Turn every line of the records below into a JSON list of strings, one string per line, with blank lines skipped and the pictures left out.

======

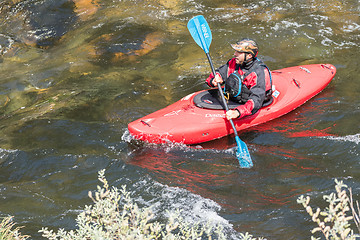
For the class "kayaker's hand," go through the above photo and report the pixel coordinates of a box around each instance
[226,110,240,120]
[212,74,224,87]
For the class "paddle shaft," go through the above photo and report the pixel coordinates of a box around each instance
[206,53,239,138]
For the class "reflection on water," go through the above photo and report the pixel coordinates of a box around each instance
[0,0,360,239]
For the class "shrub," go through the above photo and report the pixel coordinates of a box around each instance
[0,217,29,240]
[297,179,360,240]
[39,170,228,240]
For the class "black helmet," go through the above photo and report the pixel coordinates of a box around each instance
[231,38,259,57]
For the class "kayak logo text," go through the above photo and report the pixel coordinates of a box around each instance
[205,113,225,118]
[201,23,210,38]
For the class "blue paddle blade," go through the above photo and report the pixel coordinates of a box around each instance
[235,136,254,168]
[187,15,212,53]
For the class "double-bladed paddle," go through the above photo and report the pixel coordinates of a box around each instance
[187,15,253,168]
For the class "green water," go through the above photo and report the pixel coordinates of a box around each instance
[0,0,360,239]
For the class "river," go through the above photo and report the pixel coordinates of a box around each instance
[0,0,360,239]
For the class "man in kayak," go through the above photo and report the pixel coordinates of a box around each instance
[206,38,272,119]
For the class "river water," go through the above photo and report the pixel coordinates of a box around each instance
[0,0,360,239]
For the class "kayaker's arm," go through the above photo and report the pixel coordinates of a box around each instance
[206,64,228,87]
[236,72,265,117]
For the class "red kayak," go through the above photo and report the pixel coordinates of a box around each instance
[128,64,336,144]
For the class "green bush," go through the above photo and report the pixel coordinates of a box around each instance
[297,179,360,240]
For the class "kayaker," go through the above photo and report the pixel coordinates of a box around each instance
[206,38,272,119]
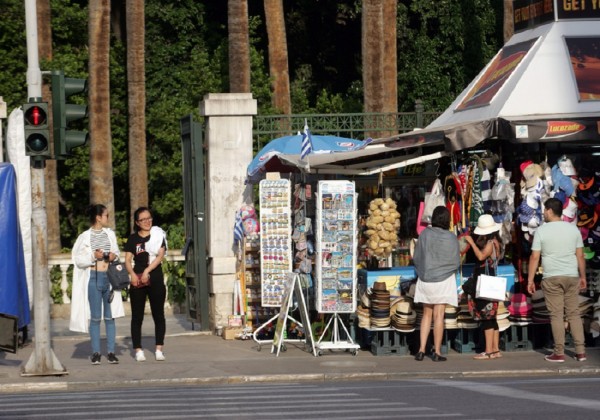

======

→ Output
[
  "For the class \"kayaker's hand,\" go through the above photo and report the pixel coordinates of a box around each instance",
  "[226,110,240,120]",
  "[212,74,224,87]",
  "For the class \"paddle shaft,\" go through the above photo and report the pixel coordinates of a box around each instance",
  "[206,53,239,138]",
  "For the class \"reflection on water,\" go through the above photo and report the pixel coordinates of a box around each instance",
  "[0,0,360,239]",
  "For the class \"shrub,\" go through the above photo and report the pixel coordinates of a box around each instance",
  "[0,217,29,240]",
  "[297,179,360,240]",
  "[39,170,228,240]",
  "For the class \"black helmet,\" go through the above photo and report the pixel coordinates of a box around each instance",
  "[231,38,259,57]",
  "For the class \"kayak logo text,\" go through the above photo and report the pixel coordinates of a box around each instance",
  "[205,113,225,118]",
  "[201,23,210,38]",
  "For the class \"blue paddle blade,\" go through the above photo and report the pixel coordinates of a box around each instance",
  "[235,136,254,168]",
  "[187,15,212,53]",
  "For the class \"double-bladed paddle,\" go through the above photo and report the pixel coordinates of a box around each instance",
  "[187,15,253,168]",
  "For the class \"green water,\" go through the above photo and report the pixel coordinates of a box around each instance",
  "[0,0,360,239]",
  "For the class \"river,\" go through the above photo and report the pixel coordinates of a box around each instance",
  "[0,0,360,239]",
  "For the class \"man in kayak,\" go through the above photo and report the pixel coordinates of a box around each instance",
  "[206,38,272,119]",
  "For the class \"river water,\" go through the above photo and report the pixel coordinates of a box around each instance",
  "[0,0,360,239]",
  "For the class \"kayaker's arm,\" go through the above photo and report the pixel coordinates of a box around each instance",
  "[206,64,228,87]",
  "[236,72,265,117]",
  "For the class \"red kayak,\" go through the above photo and report the pixel coordinates of a box around each instance",
  "[128,64,336,144]",
  "For the class \"green bush,\" go through the above photo and report the pixel coordinates of a box around each instance",
  "[297,179,360,240]",
  "For the class \"kayaker,\" go through the above photo and report the pixel coordinates of a box around each instance",
  "[206,38,272,119]"
]